§ Short task: Reproduce everything in the newsroom leadership text below, from "Newsrooms must create" down to "Mauro Lima on Unsplash)".

§ Document section:
#####
Newsrooms must create ways for people to learn to lead without pushing people into management.


A quote from the author, P. Kim Bui, that says, "Too many of us were only offered one way to make more money: Become a manager. That should not be the case."

(Photo by Mauro Lima on Unsplash)

About this series: Sincerely, Leaders of Color is written for everyone in the journalism industry who cares about creating a more supportive environment for journalists of color to do their best work. Have a question for the team? Drop it here and watch for it in a future column. This column is proudly sponsored by the Executive Program and the Tow Knight Center at the Craig Newmark Graduate School of Journalism at CUNY, and our guest writers budget is sponsored by The American Press Institute.

The career path, traditionally, has been outlined like this: Reporter to Senior Reporter to Editor to Top Leadership.

In recent years, there have been arguments for product people to lead newsrooms, which is perfectly valid. There have also been arguments for people from other parts of the newsroom to become leadership (I’ve heard arguments for those with data and visual backgrounds to go beyond those siloed roles).

What comes to mind at the end of these arguments is why is management the only way for a journalist to explore and grow their leadership skills?

Leadership and management are fundamentally different skills, as leadership is a way of galvanizing change and management is a function and tasks related to that function.

Take it from Stacy Marie-Ishamael, who said the following at SRCCON:LEAD in 2019:

“Manager is a role, management is a function and leadership is a practice,” she said. “Good managers practice leadership, but it doesn’t mean that all leaders are necessarily managers, because there’s a ton of delegating involved in coming up with a vision.”
#####
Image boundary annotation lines

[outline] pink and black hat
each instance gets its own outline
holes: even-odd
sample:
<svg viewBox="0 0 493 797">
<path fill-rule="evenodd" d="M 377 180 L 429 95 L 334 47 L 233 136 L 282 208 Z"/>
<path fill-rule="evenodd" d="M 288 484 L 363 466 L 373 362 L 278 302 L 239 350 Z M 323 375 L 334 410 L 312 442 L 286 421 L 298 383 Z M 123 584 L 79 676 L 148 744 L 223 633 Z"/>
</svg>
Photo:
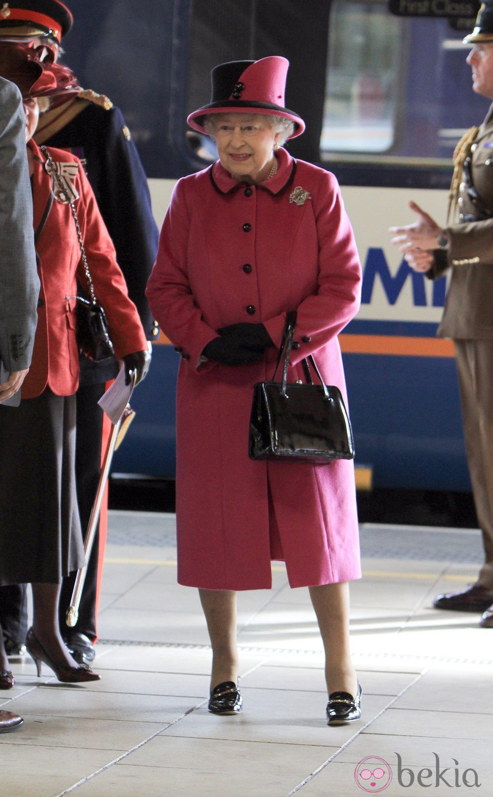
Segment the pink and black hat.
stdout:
#####
§ Completed task:
Newsrooms must create ways for people to learn to lead without pushing people into management.


A quote from the author, P. Kim Bui, that says, "Too many of us were only offered one way to make more money: Become a manager. That should not be the case."

(Photo by Mauro Lima on Unsplash)